Problema proposto a —
Copie, sem mudar nada, todas as linhas que vêm depois do texto sobre estereótipos abaixo.

Será que todas as espécies têm integrantes iguaizinhos? Em Nem todo (Companhia das Letrinhas, 2024), fica claro que para toda regra há uma exceção - e que bom!
Quando criamos e reforçamos estereótipos é isso que estamos buscando: colocar cada pessoa dentro de uma caixinha, ignorando aquilo que a diferencia, fechando os olhos para o que a torna singular. Ao tentar compactar tanta diversidade em um mesmo balaio, acabamos criando preconceito e discriminação. Ou seja: pessoas diferentes do que é considerado padrão ficam de fora, são excluídas, rechaçadas e individualizadas. E muitas vezes passar a acreditar que não podem fazer algo que desejam, que aquilo não é para elas... só porque não atendem a um determinado padrão.

Problema proposto b —
Dê sequência ao texto sobre estereótipos acima, começando logo depois da última frase.

Dados de entrada —
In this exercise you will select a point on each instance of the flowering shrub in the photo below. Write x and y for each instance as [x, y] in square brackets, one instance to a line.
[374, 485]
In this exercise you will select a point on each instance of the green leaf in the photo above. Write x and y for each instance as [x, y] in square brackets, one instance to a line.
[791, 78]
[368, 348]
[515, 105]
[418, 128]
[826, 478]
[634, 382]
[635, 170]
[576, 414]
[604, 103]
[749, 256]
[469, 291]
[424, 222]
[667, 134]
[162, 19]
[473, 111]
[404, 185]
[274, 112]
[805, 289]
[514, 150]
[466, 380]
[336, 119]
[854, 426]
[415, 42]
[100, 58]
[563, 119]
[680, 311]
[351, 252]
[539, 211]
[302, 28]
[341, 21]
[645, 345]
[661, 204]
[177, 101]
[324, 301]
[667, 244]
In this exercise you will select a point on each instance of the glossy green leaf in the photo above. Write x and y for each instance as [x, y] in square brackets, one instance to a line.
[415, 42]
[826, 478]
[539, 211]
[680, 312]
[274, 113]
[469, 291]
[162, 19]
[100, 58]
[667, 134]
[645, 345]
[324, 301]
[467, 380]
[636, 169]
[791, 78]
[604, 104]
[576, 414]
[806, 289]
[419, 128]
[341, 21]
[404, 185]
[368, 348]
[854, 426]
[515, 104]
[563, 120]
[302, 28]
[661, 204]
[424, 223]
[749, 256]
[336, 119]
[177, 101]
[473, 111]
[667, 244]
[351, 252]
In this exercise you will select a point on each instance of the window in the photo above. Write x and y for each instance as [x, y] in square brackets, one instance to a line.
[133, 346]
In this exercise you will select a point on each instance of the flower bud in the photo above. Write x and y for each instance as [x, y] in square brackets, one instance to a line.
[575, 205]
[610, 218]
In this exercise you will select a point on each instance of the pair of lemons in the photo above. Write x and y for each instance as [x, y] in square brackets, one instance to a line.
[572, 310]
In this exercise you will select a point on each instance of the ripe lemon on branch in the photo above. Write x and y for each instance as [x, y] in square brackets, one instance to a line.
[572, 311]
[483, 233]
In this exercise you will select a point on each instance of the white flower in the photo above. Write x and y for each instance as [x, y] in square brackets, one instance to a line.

Resposta da tarefa a —
In this exercise you will select a point on each instance of the flowering shrub in the photo below. Write x and y for each instance as [x, y] in square brackets, one instance to a line.
[374, 485]
In this exercise you will select a point on each instance of the green leaf in the photo above. Write x and y for each instance as [x, y] in square brackets, one instance to a line.
[791, 78]
[368, 348]
[515, 105]
[418, 128]
[826, 478]
[634, 382]
[635, 170]
[576, 414]
[604, 103]
[749, 256]
[469, 291]
[424, 222]
[667, 134]
[162, 19]
[473, 111]
[404, 185]
[274, 112]
[805, 289]
[514, 150]
[466, 380]
[336, 119]
[854, 426]
[415, 42]
[100, 58]
[563, 119]
[680, 311]
[351, 252]
[539, 211]
[302, 28]
[341, 21]
[645, 345]
[661, 204]
[177, 101]
[324, 301]
[667, 244]
In this exercise you will select a point on each instance of the glossy green leaf in the photo above. Write x and y for each instance as [x, y] in square brackets, one instance to a line.
[415, 42]
[826, 478]
[539, 211]
[680, 312]
[274, 113]
[469, 291]
[162, 19]
[100, 58]
[667, 134]
[645, 345]
[324, 301]
[467, 380]
[636, 169]
[791, 78]
[604, 104]
[576, 414]
[806, 289]
[419, 128]
[341, 21]
[404, 185]
[368, 348]
[854, 426]
[515, 104]
[563, 120]
[302, 28]
[661, 204]
[424, 223]
[749, 256]
[336, 119]
[177, 101]
[473, 111]
[667, 244]
[351, 252]
In this exercise you will select a point on each instance of the window in the photo above. Write x and y for each instance as [x, y] in square brackets, one instance to a line.
[133, 346]
In this exercise you will select a point on each instance of the flower bud in the photo above. Write x and y for each instance as [x, y] in square brackets, one instance to a line.
[575, 205]
[610, 218]
In this exercise you will select a point on each instance of the pair of lemons in the photo above. Write x and y for each instance as [x, y] in square brackets, one instance to a line.
[572, 310]
In this exercise you will select a point on each instance of the ripe lemon on branch in the photo above. Write x and y for each instance as [x, y] in square brackets, one instance to a line.
[572, 311]
[483, 233]
In this exercise you will select a point on each instance of the white flower in the photo above. Write x and y for each instance as [x, y] in square brackets, one instance to a line.

Resposta da tarefa b —
Ainda bem que Ana, que sonhava em ser bailarina, não deu ouvidos a todos os que acharam que ela não poderia dançar por ser gorda. A jornada da menina, que insistia com a mãe que queria porque queria fazer aula de balé, é contada com versos dançantes em Cordéis para crianças incríveis (Companhia das Letrinhas, 2024), de Jarid Arraes, com ilustrações de Veridiana Scarpelli.
Estereótipos x generalização: tem diferença?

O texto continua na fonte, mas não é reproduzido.